● **PROBLEMS TO WORK ON**:
a - Repeat the post-op advice verbatim from "- Unexpected outcomes." to "prepared as possible.".
b - Summarize the post-op advice in two sentences.
c - Resume the post-op advice after its final sentence and keep writing in the same voice.

● **TEXT FOR ANALYSIS**:
####################

Be prepared for post-op. Ask what to expect, and be prepared for it to not go 100% smoothly. This will vary greatly based on the type of procedure. If you’re expecting invasive neonatal or infant surgery here are some things I was completely and totally unprepared for:
- Swelling. Preemies and infants are tiny. Surgeries involve an awful lot of retained fluids, and in an 8-lb person there’s not a lot of space for all that fluid to go. They cut open L’s belly, but the swelling extended all the way up to his face and right down to the tips of his toes. L was almost unrecognizable for a while after his big surgeries. That was hard, and made harder by how unprepared we were to see him like that.
- Intubation. I knew they would intubate him. I was not prepared for the way it felt to see my child crying silently around a vent tube.
- Pain management. It took a little while to find exactly the right combination of meds to keep him comfortable. And in the second week, when I was asked to weigh in on giving him another dose of narcotics or not, I was not prepared for the way it felt to see him slowly glaze over and drift away again and know that I had made that choice.
- Unexpected outcomes. L’s jejunostomy was a difficult one, to say the least, and we thought it would be gone after his second surgery. The surgery was more complicated than we’d expected, and he kept that ostomy for another 6 weeks. It had not occurred to us that they wouldn’t be able to take down the ostomy at the second surgery, and so we felt a little defeated even though the news from the surgery was generally very good. If you’re up to it, hash out every possible outcome and complication with your surgeon before surgery so you can go into post-op as informed and prepared as possible.

####################

● **SUPPLIED MATERIAL**:
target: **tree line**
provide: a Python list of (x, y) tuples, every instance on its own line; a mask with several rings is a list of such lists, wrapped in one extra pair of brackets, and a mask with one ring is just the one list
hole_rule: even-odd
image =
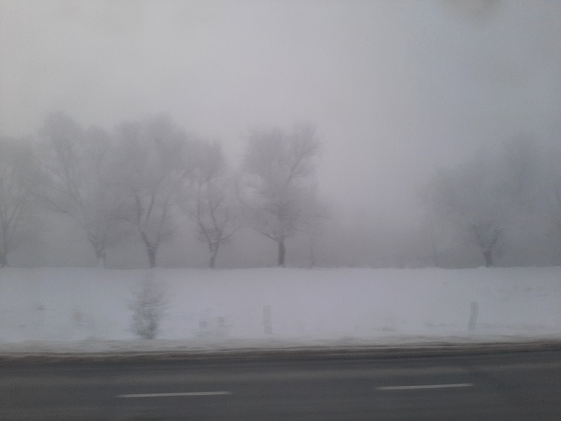
[(221, 143), (188, 134), (169, 115), (109, 131), (51, 114), (35, 139), (0, 138), (0, 267), (48, 211), (79, 226), (99, 266), (111, 247), (140, 239), (156, 267), (180, 215), (194, 223), (210, 267), (243, 226), (274, 241), (284, 266), (286, 240), (325, 214), (320, 150), (310, 123), (255, 130), (234, 168)]
[[(414, 182), (412, 224), (367, 211), (344, 219), (337, 211), (348, 203), (328, 206), (318, 193), (322, 145), (313, 125), (255, 129), (246, 140), (234, 166), (219, 142), (165, 114), (108, 131), (54, 113), (32, 138), (0, 137), (0, 267), (36, 241), (51, 215), (79, 228), (100, 267), (139, 243), (146, 265), (156, 266), (162, 246), (186, 235), (186, 219), (210, 267), (229, 243), (260, 252), (244, 237), (250, 231), (275, 245), (270, 262), (278, 266), (287, 265), (288, 246), (291, 265), (305, 254), (310, 266), (561, 264), (558, 143), (520, 138), (436, 168)], [(375, 187), (357, 189), (376, 197)]]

####################

● **ANSWERS TO EACH TASK**:
a -
- Unexpected outcomes. L’s jejunostomy was a difficult one, to say the least, and we thought it would be gone after his second surgery. The surgery was more complicated than we’d expected, and he kept that ostomy for another 6 weeks. It had not occurred to us that they wouldn’t be able to take down the ostomy at the second surgery, and so we felt a little defeated even though the news from the surgery was generally very good. If you’re up to it, hash out every possible outcome and complication with your surgeon before surgery so you can go into post-op as informed and prepared as possible.

b - The post-op advice urges parents to ask what to expect after a procedure and to be ready for recovery not to go perfectly, noting that this varies by procedure. For invasive infant surgery, it describes being unprepared for swelling, intubation, pain-management decisions, and unexpected outcomes such as L keeping his jejunostomy for another six weeks, and it recommends going over every possible outcome and complication with the surgeon beforehand.

c -
- Backward steps. Recovery = progress = moving forward. But sometimes, it’s not a straight line. Sometimes your kid isn’t ready for what you’d like them to be ready for. Sometimes there isn’t a clear finish line. Sometimes steps back are necessary for progress.
Accept help. People will probably offer. You will probably be inclined to turn them down. If you need something, don’t be afraid to say yes, and specify what you need.
Be gentle with yourself. Whatever you’re feeling? It’s okay. You might not react the way you expect. You and your partner might react differently. That’s okay too. Z tended to get emotional at all the appropriate times, like when we found out good news and bad news, and I tended to sit stone-faced through post-op debriefs feeling like an a**hole because I wasn’t properly emotional, but then cry at all the inappropriate times, like in the checkout line at the grocery store or driving 70 mph down the highway (that last one might be less okay).
If you find yourself needing more support, whether from family and friends or medical staff or a therapist – seek it. You’ve been through a lot, and you’ve spent most of that time taking care of someone else. Remember to take care of yourself too.